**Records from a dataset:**
::::::
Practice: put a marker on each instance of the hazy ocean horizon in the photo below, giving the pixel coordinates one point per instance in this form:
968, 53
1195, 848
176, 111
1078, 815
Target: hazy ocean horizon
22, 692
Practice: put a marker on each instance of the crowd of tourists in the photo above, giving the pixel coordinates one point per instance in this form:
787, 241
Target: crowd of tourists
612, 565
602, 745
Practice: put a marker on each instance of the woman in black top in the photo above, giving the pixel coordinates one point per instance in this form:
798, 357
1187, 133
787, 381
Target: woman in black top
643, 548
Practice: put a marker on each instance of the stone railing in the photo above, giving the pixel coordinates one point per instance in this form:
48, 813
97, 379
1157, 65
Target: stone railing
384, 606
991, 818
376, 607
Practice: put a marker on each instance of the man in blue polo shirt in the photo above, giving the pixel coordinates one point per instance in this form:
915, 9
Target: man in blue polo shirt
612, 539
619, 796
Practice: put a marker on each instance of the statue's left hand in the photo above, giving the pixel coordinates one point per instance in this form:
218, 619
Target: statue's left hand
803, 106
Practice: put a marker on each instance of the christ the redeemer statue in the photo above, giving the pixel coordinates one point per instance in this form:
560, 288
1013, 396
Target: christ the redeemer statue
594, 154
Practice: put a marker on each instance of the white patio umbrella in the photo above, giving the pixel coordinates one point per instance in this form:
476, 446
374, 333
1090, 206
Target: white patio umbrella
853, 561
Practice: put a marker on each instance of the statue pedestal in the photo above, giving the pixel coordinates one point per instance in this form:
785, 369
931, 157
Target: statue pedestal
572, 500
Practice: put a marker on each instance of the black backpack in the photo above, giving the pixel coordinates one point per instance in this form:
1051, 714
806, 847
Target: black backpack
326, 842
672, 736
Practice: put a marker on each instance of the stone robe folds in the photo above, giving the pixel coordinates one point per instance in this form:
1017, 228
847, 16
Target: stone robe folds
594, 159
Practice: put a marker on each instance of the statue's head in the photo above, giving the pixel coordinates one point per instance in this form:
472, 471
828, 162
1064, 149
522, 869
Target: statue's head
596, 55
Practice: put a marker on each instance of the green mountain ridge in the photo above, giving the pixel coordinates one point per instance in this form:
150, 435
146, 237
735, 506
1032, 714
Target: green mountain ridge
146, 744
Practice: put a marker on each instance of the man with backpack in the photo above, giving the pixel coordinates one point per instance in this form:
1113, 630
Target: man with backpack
::::::
**Work required:**
Extract each line from the listing above, please, and repeat it exactly.

**Output of the task:**
Practice: put a marker on each instance of the hazy ocean horizon in the photo below, giving the pixel coordinates one point per instance in this form:
968, 53
1195, 848
176, 111
1078, 815
Target: hazy ocean horizon
22, 692
Practice: put a marker on each instance of the crowd of tourists in the photo above, giving the pixel coordinates one point per instance in this form:
787, 241
Target: crowd of tourists
612, 565
602, 745
Practice: put a marker on each instance of the woman in black top in the photo above, giving the pixel coordinates one point per instance in this form:
798, 357
1187, 133
787, 381
Target: woman in black top
643, 548
Practice: put a marker on each instance of the stone railing in the photo above, giving the pixel coordinates one point per instance in this form:
48, 813
97, 379
1157, 65
Target: stone railing
384, 606
991, 818
376, 607
Practice: put a marker on each instance of the man in blue polo shirt in the photo above, giving the pixel coordinates one point per instance in this form:
915, 9
Target: man in blue polo shirt
612, 539
619, 796
Practice: put a marker on each instance of the statue's left hand in the photo above, giving the pixel coordinates one point per instance in this form:
218, 619
Target: statue's left hand
803, 106
Practice: put a marker on each instance of the christ the redeemer statue in the photo above, giving the pixel coordinates one point per instance in this form:
560, 288
1013, 396
Target: christ the redeemer statue
594, 154
Practice: put a marker on each instance of the white patio umbrella in the photo above, giving the pixel coordinates one point per instance in this form:
476, 446
374, 333
1090, 206
Target: white patio umbrella
853, 561
Practice: put a marker on each instance of the statue pedestal in the photo above, giving the pixel coordinates one point per instance in this form:
785, 369
931, 157
Target: statue pedestal
572, 500
Practice: put a marker on each instance of the black backpack in the photo above, giving the pixel coordinates one point per instance in this form:
1051, 714
806, 847
Target: black backpack
326, 842
672, 736
Practice: put a marker on each instance of the stone robe folds in the photo above, giving the pixel coordinates one point per instance in this form:
1017, 228
847, 16
Target: stone robe folds
594, 159
Practice: put a marker on each instance of the statue's head in the photo above, giving the pixel coordinates one point per instance in this form:
472, 471
828, 162
1064, 149
522, 869
Target: statue's head
596, 55
Practice: put a marker on each instance of the green mountain ridge in the photo above, giving the pixel coordinates one point per instance in this form:
150, 435
146, 237
735, 506
1032, 714
Target: green mountain ridge
146, 744
Practice: put a marker on each instance of the man with backpack in the photo above, giving the pixel coordinates one point per instance in this form:
1113, 630
Target: man with backpack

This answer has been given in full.